#### Assignment:
Each entry should be set down again verbatim, with the images omitted.

-- Entries shown follows --

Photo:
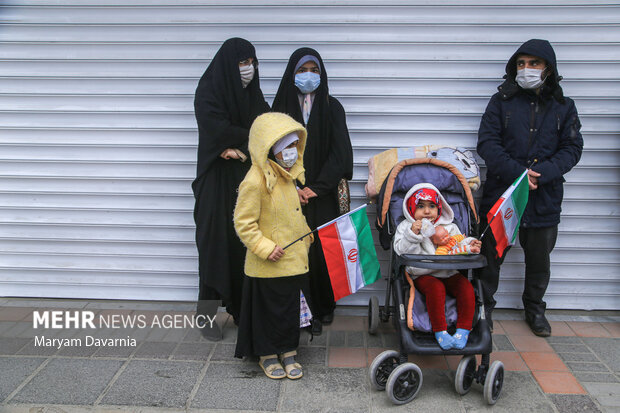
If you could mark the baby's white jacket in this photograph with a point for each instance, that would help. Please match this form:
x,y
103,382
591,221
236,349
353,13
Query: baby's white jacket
x,y
406,242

-- Entries shown concluded --

#### Answer:
Photo:
If you could mark the baby's white jacket in this photograph with a point for each instance, that would help. Please match this form:
x,y
103,382
591,221
236,349
353,13
Query: baby's white jacket
x,y
406,242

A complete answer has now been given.